Description
I believe there are a handful of bugs in how unblob handles symlinks. I'm not too confident about my understanding of unblob internals so I wanted to talk through these instead of just proposing fixes.
I've encountered all these failures with this firmware image: https://legacyfiles.us.dlink.com/DCS-5009L/REVA/FIRMWARE/DCS-5009L_REVA_FIRMWARE_1.00.B1.zip. I'm comparing the unblob output to that generated by running binwalk.
Issue 1: CPIO extractor calls create_symlink
with backwards arguments - the source of a symlink is the filename (entry.path) while the destination is where the link points to (I think). Without this fix all the binaries in this firmware that symlink to /bin/busybox
are missing in the output archive (i.e., /sbin/arp
) as _get_checked_link
in file_utils.py sees that /bin/busybox
already exists and skips (checking the destination, not the source, since the arguments are swapped).

# # # #

# Instructions
1. Put the portion of the listing from its first line through the line containing "1L124 110L310 204L311" into a numbered list, leaving out blank lines.
2. Supply what comes next in the unblob symlink post, beginning after its final sentence.
The unblob symlink post and the listing are unrelated to each other.

Region-labeling entries
# # # #

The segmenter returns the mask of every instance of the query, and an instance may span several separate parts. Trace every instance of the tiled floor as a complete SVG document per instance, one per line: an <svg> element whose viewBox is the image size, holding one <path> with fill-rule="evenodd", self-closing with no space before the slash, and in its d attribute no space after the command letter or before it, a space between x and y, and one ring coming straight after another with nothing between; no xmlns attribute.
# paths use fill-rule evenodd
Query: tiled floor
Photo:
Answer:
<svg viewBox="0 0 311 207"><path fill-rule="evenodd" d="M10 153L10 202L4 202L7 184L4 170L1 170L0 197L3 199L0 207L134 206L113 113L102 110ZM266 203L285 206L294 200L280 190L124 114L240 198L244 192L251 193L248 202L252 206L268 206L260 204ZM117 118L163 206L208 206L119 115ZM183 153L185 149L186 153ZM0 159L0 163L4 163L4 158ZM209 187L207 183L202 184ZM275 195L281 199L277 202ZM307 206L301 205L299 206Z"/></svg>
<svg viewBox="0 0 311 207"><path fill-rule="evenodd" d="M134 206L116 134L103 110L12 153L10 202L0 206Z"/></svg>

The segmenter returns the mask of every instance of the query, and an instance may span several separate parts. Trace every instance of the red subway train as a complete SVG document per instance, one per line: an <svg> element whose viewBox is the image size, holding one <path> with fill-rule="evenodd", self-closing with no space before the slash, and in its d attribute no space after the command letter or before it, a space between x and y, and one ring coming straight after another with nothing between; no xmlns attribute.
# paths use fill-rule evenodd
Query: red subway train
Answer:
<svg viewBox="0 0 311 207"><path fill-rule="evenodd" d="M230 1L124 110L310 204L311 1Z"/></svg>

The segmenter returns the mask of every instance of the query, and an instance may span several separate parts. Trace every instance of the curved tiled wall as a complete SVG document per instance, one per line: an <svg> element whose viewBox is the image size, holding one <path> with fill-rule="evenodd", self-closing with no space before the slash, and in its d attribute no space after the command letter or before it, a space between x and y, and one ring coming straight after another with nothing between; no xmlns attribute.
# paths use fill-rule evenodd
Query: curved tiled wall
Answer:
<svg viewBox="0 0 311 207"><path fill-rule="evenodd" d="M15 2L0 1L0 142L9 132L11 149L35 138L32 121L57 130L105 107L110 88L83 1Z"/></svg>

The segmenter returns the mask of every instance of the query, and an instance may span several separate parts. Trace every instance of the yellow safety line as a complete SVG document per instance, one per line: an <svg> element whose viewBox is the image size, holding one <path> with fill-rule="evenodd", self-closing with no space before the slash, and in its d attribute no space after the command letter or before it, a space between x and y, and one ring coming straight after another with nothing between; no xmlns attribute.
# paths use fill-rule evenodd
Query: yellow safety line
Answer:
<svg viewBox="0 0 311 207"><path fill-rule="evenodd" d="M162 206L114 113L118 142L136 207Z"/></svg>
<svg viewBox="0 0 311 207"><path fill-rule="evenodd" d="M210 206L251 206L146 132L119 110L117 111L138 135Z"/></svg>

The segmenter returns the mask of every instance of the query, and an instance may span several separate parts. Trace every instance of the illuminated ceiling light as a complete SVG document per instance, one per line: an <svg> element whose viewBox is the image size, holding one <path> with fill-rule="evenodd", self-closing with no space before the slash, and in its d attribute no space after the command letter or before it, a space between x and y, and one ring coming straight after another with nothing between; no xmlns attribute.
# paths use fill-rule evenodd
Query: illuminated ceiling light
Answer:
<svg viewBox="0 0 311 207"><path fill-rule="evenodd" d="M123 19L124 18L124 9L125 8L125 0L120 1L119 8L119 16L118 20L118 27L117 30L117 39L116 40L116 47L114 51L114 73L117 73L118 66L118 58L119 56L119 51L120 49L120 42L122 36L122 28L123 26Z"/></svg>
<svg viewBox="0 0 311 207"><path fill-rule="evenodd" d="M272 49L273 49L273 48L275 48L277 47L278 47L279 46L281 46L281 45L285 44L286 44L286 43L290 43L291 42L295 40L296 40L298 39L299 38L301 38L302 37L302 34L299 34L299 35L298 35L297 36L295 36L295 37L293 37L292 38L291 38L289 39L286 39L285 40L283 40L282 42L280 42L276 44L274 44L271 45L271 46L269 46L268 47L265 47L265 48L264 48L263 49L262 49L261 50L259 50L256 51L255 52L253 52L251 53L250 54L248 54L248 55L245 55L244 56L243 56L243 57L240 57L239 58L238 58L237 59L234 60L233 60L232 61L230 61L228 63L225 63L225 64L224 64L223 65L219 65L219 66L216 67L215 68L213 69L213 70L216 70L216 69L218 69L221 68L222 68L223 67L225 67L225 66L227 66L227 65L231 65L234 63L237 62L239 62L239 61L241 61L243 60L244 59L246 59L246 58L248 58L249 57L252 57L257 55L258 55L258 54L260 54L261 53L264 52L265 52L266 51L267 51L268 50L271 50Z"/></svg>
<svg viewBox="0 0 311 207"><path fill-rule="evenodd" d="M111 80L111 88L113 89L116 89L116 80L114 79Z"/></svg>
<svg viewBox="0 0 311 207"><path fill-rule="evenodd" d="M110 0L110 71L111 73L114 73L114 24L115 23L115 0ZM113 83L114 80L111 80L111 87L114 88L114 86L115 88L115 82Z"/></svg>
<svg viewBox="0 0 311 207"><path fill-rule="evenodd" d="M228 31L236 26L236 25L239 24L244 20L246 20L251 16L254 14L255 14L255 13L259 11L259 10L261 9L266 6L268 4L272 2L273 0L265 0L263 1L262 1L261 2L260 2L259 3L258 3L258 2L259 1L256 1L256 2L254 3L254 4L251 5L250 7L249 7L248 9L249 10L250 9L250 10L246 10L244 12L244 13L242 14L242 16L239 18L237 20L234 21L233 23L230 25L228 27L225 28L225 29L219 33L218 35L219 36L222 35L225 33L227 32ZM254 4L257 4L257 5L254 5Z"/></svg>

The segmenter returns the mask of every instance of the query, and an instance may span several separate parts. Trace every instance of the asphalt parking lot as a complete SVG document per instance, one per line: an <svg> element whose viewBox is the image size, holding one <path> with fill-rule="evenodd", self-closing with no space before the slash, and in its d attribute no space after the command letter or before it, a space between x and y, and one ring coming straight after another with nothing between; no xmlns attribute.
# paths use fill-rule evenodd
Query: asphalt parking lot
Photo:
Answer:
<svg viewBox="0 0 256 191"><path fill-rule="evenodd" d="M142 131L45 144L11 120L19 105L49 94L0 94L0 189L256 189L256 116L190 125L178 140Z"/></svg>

# # # #

# The replies
1.
1. The segmenter returns the mask of every instance of the query, and an instance may span several separate parts. Trace every instance of the tiled floor as a complete SVG document per instance, one per line: an <svg> element whose viewBox is the image size, holding one <path> with fill-rule="evenodd", self-closing with no space before the slash, and in its d attribute no space after the command letter or before it, a space between x and y, and one ring coming straight after another with nothing between; no xmlns attribute.
2. # paths use fill-rule evenodd
3. Query: tiled floor
4. Photo:
5. Answer:
6. <svg viewBox="0 0 311 207"><path fill-rule="evenodd" d="M10 153L10 202L4 202L7 184L4 170L1 170L0 197L3 199L0 207L134 206L113 113L102 110ZM266 203L285 206L294 200L280 190L124 114L240 198L244 192L251 193L248 202L252 206L268 206L260 204ZM117 118L163 206L208 206L119 115ZM183 153L185 149L186 153ZM0 159L0 163L4 163L4 158ZM209 187L207 183L202 184ZM275 195L281 199L277 202ZM307 206L301 205L299 206Z"/></svg>
7. <svg viewBox="0 0 311 207"><path fill-rule="evenodd" d="M134 206L116 134L103 110L12 153L10 202L0 206Z"/></svg>
8. The segmenter returns the mask of every instance of the query, and an instance may span several separate parts. Trace every instance of the red subway train as a complete SVG document per instance, one per line: an <svg> element whose viewBox is the image size, holding one <path> with fill-rule="evenodd", self-closing with no space before the slash, and in its d attribute no space after the command letter or before it, a space between x and y, and one ring coming straight after another with nothing between; no xmlns attribute.
9. # paths use fill-rule evenodd
10. Query: red subway train
11. Answer:
12. <svg viewBox="0 0 311 207"><path fill-rule="evenodd" d="M230 1L124 110L310 204L311 1Z"/></svg>

2.
diff --git a/unblob/handlers/archive/cpio.py b/unblob/handlers/archive/cpio.py
index eacb30a..fecb5dc 100644
--- a/unblob/handlers/archive/cpio.py
+++ b/unblob/handlers/archive/cpio.py
@@ -223,7 +223,7 @@ class CPIOParserBase:
self.file[entry.start_offset : entry.start_offset + entry.size]
).decode("utf-8")
)
- fs.create_symlink(src=link_path, dst=entry.path)
+ fs.create_symlink(src=entry.path, dst=link_path)
elif (
stat.S_ISCHR(entry.mode)
or stat.S_ISBLK(entry.mode)
Issue 2: create_symlink
creates symlinks backwards, they currently point from dst
to src
. The call to _get_checked_link
has it right and correctly checks if the src
argument already exists. But, the code to actually create the link would previously create a link from dst -> src
instead of from src -> dst
. This would raise a FileExistsError
if Issue 1 is fixed with no other changes.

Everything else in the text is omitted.